If you are going to do reclassification, especially with your fines and e-cat, then you can choose between many different options. However, it is important to plan it in advance. We are currently reloading with our e-cat at our Coffeyville refinery, and we have managed to plan that well in advance. We set back the catalyst we need. If your average particle size is high compared to your minimum fluidization velocity for startup, you will have to blend that with some smaller particles; not necessarily the zero-to-20, but maybe somewhere in the 40 to 60 range, depending on the condition of your e-cat. Again, each unit is different. You have to plan for this. 

 

 

It can be as simple as reclassifying your third-stage or your ESP fines, but you also may need to do more, such as dumping your third stage and ESP fines into your bulk e-cat and sending it to your reclassifying vendor. Or you could set those aside and do them separately. There are quite a few different options available. What works best for you depends on which particles you actually need. 

Again, a typical approach is collecting your third-stage or ESP fines and dumping that into your e-cat, running it through a re-classifier, and then rejecting the particles that are typically rejected by the unit. The ESP fines either come out in the flue gas or in your main column bottoms, such as a zero-to-20 cut on your combined e-cat fines plus your e-cat. That is one option; there are probably many more alternatives, depending on your needs.

• [Information given]
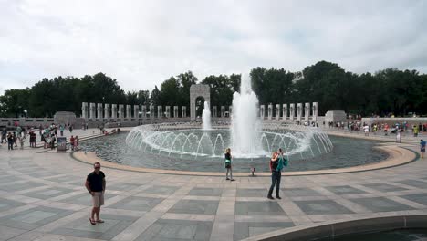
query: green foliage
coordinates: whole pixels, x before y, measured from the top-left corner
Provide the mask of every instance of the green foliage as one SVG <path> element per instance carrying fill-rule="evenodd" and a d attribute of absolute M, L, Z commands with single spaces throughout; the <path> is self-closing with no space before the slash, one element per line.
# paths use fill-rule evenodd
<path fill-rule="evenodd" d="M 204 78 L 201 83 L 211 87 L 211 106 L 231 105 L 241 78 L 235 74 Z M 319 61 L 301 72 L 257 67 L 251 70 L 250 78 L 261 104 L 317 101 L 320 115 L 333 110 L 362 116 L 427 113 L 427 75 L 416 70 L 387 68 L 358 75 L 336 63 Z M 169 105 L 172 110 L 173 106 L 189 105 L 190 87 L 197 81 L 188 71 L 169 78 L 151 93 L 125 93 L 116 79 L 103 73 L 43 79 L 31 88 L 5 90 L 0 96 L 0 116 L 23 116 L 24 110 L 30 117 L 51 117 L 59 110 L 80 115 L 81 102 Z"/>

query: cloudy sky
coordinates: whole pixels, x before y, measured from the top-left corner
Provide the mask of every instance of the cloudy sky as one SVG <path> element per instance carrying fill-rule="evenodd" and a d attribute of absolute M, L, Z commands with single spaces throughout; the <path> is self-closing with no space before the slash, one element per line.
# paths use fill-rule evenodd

• [Stated problem A]
Please answer each of these about the passage on e-cat reclassification, one answer per line and marked to match:
(i) At which refinery is e-cat currently being reloaded?
(ii) What does the speaker say was set back ahead of that reload?
(iii) Where do the ESP fines come out?
• [Stated problem B] In one to three sentences, explain when the passage on e-cat reclassification says you must blend in smaller particles, and what sets the size of those particles.
• [Stated problem C] Resume the passage on e-cat reclassification from its last sentence.

• [Exercise result A]
(i) The Coffeyville refinery.
(ii) The catalyst they need.
(iii) In the flue gas or in the main column bottoms.

• [Exercise result B] You must blend in smaller particles when your average particle size is high compared to your minimum fluidization velocity for startup. The particles need not be the zero-to-20 cut but may fall somewhere in the 40 to 60 range, depending on the condition of your e-cat.

• [Exercise result C]
We are looking at reclassification itself because some folks are starting to do that for a normal operation. The idea of removing the fines material and finest-generating material before it comes into the unit is a highly desired effect. Units struggle with loss problems. I think we have all done that at one time or another. Removing that material before it goes into the unit can also help units that have experienced high losses. It actually do damage to the downstream equipment, slurry pumps, slurry piping, and flue gas system and causes flue gas cooler erosion, expander erosion, and overloaded ESPs. There are a lot of great reasons to remove that high fines material from your catalyst. 

Emissions can also be decreased, which was a highlight for us. Our interest in this option was sparked when we did our stack test. Reclassification did great, and we managed to do the testing without ammonia injection or pass on our ESP. We were close enough that in the future, or with different regulations, we may end up having to take some other actions, part of which may include reclassification. 

Freshly manufactured catalyst has all the tips on it. Regardless of the vendor, you will always get some inconsistency. Some are better than others, and I will leave that to you guys to debate. So, all of this imperfection breakoff is the major source of fines.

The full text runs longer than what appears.